▶ _課題概要 1_: 提示文の筆者は、初めて観たときに『龍の宮物語』を「閉じた物語」だと感じたのはなぜですか？提示文が挙げる理由を一、二文で説明してください。
▶ _課題概要 2_: 提示文のうち、「[Zuka] 星組バウ『龍の宮物語』(4)」から「民たちの盛大な歓待を受ける。」までの部分を、一字も変えずに書き写してください。

───── 提示文

[Zuka] 星組バウ『龍の宮物語』(4)

桜蓼(サクラタデ)


初見時、龍の宮物語は「閉じた物語」というのが私の感想でした。なぜなら人間と異形(龍神達)は相容れぬものというのが結末なのか、と思ってしまったからです。


夜叉ヶ池付近の峠で、若い娘を助けた伊予部清彦(瀬央ゆりあ)は、娘の招きで、彼女が棲む夜叉ヶ池の奥底の城、龍の宮に招かれる。

玉水に扮した黒衣達が水色の布を持って上手下手から現れ、清彦は水の流れにのみ込まれてしまう。気がつけば、清彦は龍の宮にいて、住民たちの盛大な歓待を受ける。

”客人(まろうど)来たりて、お出迎え♪”

彼らは橙色、柿色、朱色のオレンジ系と萌黄、若草色のグリーン系の日本の伝統色を使った鮮やかな色の着物をまとい、賑やかで親切で表情豊か。

──────────
───── 所与のデータ

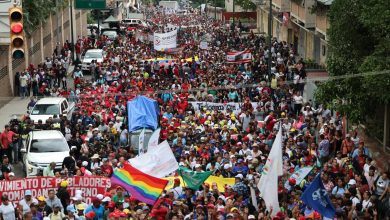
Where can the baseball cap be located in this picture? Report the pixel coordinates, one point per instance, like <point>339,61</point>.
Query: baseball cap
<point>28,193</point>
<point>239,176</point>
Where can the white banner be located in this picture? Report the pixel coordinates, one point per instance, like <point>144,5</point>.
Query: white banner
<point>159,162</point>
<point>164,41</point>
<point>210,106</point>
<point>298,175</point>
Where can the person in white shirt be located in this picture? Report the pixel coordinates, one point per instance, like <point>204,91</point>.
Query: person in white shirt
<point>24,204</point>
<point>7,208</point>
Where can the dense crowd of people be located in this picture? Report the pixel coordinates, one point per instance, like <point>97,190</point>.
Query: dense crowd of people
<point>230,144</point>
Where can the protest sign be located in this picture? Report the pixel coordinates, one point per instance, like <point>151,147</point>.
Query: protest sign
<point>40,186</point>
<point>212,106</point>
<point>298,175</point>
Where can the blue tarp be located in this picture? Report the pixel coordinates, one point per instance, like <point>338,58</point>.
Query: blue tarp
<point>143,113</point>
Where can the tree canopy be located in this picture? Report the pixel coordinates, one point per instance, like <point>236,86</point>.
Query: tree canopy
<point>359,43</point>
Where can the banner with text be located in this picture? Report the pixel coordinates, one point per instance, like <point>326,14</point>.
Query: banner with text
<point>212,106</point>
<point>164,41</point>
<point>239,57</point>
<point>40,186</point>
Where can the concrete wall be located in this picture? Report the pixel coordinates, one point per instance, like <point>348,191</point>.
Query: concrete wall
<point>39,45</point>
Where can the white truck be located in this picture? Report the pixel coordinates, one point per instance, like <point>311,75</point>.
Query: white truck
<point>48,107</point>
<point>42,148</point>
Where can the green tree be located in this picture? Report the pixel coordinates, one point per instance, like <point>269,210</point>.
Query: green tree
<point>359,39</point>
<point>37,11</point>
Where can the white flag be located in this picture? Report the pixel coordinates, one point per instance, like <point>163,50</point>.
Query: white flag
<point>153,141</point>
<point>158,163</point>
<point>268,184</point>
<point>141,140</point>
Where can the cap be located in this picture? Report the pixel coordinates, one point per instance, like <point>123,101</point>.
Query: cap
<point>28,193</point>
<point>111,204</point>
<point>210,206</point>
<point>71,209</point>
<point>99,196</point>
<point>177,180</point>
<point>64,184</point>
<point>226,166</point>
<point>222,198</point>
<point>106,199</point>
<point>81,206</point>
<point>90,214</point>
<point>233,209</point>
<point>145,207</point>
<point>240,176</point>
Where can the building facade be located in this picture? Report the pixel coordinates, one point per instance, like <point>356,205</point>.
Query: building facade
<point>302,23</point>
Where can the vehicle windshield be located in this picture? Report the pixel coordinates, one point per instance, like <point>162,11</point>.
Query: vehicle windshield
<point>48,145</point>
<point>93,55</point>
<point>110,33</point>
<point>46,109</point>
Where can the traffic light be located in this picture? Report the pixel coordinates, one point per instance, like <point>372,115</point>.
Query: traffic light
<point>16,32</point>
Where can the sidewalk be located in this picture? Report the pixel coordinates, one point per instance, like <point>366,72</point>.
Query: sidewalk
<point>16,107</point>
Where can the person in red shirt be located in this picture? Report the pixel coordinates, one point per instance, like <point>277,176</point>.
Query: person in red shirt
<point>6,139</point>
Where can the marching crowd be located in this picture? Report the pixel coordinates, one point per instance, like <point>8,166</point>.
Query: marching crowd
<point>232,144</point>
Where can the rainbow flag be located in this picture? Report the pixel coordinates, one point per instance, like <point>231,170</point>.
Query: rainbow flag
<point>140,185</point>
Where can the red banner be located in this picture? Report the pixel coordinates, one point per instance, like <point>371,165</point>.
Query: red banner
<point>248,19</point>
<point>40,186</point>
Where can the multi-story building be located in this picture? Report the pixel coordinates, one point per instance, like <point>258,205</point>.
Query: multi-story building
<point>301,22</point>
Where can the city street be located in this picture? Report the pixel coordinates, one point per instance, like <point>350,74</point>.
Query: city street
<point>218,110</point>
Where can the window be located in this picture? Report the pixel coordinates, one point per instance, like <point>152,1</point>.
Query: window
<point>323,50</point>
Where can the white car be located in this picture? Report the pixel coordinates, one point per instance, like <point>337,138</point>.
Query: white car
<point>92,54</point>
<point>48,107</point>
<point>42,148</point>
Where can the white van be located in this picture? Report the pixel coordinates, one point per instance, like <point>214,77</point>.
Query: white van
<point>42,148</point>
<point>48,107</point>
<point>92,54</point>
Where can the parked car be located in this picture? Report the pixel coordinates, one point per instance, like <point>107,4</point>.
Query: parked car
<point>92,54</point>
<point>48,107</point>
<point>41,148</point>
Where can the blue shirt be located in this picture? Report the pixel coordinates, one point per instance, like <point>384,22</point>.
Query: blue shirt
<point>323,148</point>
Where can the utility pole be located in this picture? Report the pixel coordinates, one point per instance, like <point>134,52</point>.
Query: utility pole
<point>215,9</point>
<point>269,39</point>
<point>71,29</point>
<point>57,29</point>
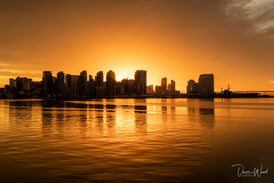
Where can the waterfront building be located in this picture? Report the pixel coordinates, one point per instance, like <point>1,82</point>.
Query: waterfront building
<point>140,82</point>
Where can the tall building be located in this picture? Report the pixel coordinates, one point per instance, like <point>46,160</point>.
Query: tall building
<point>110,84</point>
<point>83,83</point>
<point>172,85</point>
<point>99,85</point>
<point>150,89</point>
<point>60,83</point>
<point>191,87</point>
<point>206,84</point>
<point>48,83</point>
<point>164,84</point>
<point>91,87</point>
<point>99,79</point>
<point>140,78</point>
<point>75,85</point>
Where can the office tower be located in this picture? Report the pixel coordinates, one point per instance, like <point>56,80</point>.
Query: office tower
<point>60,83</point>
<point>172,85</point>
<point>206,84</point>
<point>110,84</point>
<point>164,84</point>
<point>47,83</point>
<point>12,82</point>
<point>83,83</point>
<point>91,87</point>
<point>75,85</point>
<point>68,86</point>
<point>99,79</point>
<point>150,89</point>
<point>99,85</point>
<point>191,87</point>
<point>140,82</point>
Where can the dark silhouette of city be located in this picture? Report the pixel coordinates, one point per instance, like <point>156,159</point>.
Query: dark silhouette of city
<point>84,86</point>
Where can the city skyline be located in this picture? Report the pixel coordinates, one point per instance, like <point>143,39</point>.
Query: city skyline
<point>179,38</point>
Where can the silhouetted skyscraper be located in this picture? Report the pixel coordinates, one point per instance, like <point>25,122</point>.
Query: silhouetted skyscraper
<point>47,83</point>
<point>83,83</point>
<point>192,86</point>
<point>99,79</point>
<point>164,84</point>
<point>172,85</point>
<point>110,84</point>
<point>206,84</point>
<point>60,83</point>
<point>140,81</point>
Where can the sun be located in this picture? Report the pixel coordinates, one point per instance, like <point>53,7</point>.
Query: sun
<point>124,74</point>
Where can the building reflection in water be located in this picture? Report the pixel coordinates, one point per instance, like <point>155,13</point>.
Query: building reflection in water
<point>110,118</point>
<point>204,108</point>
<point>140,117</point>
<point>47,117</point>
<point>20,113</point>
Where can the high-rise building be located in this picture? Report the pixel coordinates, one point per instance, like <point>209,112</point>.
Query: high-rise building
<point>75,85</point>
<point>172,87</point>
<point>110,84</point>
<point>164,84</point>
<point>150,89</point>
<point>60,83</point>
<point>48,83</point>
<point>206,84</point>
<point>83,83</point>
<point>99,79</point>
<point>140,82</point>
<point>191,87</point>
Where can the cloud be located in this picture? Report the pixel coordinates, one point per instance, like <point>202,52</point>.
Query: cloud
<point>258,13</point>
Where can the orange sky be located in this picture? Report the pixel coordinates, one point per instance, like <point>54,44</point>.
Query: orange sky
<point>168,38</point>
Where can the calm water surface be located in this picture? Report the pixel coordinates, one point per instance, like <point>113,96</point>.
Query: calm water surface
<point>139,140</point>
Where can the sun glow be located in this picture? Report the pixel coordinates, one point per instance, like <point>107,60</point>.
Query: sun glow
<point>123,75</point>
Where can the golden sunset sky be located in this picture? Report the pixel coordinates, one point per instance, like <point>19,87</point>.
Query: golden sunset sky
<point>176,39</point>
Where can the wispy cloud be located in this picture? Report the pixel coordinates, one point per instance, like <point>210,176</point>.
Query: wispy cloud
<point>258,13</point>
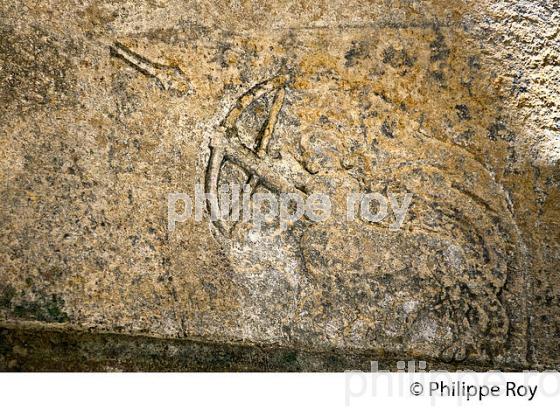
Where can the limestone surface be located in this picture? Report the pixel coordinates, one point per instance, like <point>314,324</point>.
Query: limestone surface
<point>109,107</point>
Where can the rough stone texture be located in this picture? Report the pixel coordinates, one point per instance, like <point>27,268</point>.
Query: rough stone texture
<point>107,107</point>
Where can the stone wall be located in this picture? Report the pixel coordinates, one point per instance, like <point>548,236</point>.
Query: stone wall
<point>108,107</point>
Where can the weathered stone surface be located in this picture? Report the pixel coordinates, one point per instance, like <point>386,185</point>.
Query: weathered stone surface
<point>108,107</point>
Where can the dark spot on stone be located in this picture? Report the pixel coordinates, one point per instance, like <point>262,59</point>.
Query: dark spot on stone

──────────

▶ _完全な出力 1_: 人間と異形である龍神たちは相容れないものだ、というのがこの物語の結末なのだと筆者が思ってしまったからです。

▶ _完全な出力 2_:
[Zuka] 星組バウ『龍の宮物語』(4)

桜蓼(サクラタデ)


初見時、龍の宮物語は「閉じた物語」というのが私の感想でした。なぜなら人間と異形(龍神達)は相容れぬものというのが結末なのか、と思ってしまったからです。


夜叉ヶ池付近の峠で、若い娘を助けた伊予部清彦(瀬央ゆりあ)は、娘の招きで、彼女が棲む夜叉ヶ池の奥底の城、龍の宮に招かれる。

玉水に扮した黒衣達が水色の布を持って上手下手から現れ、清彦は水の流れにのみ込まれてしまう。気がつけば、清彦は龍の宮にいて、住民たちの盛大な歓待を受ける。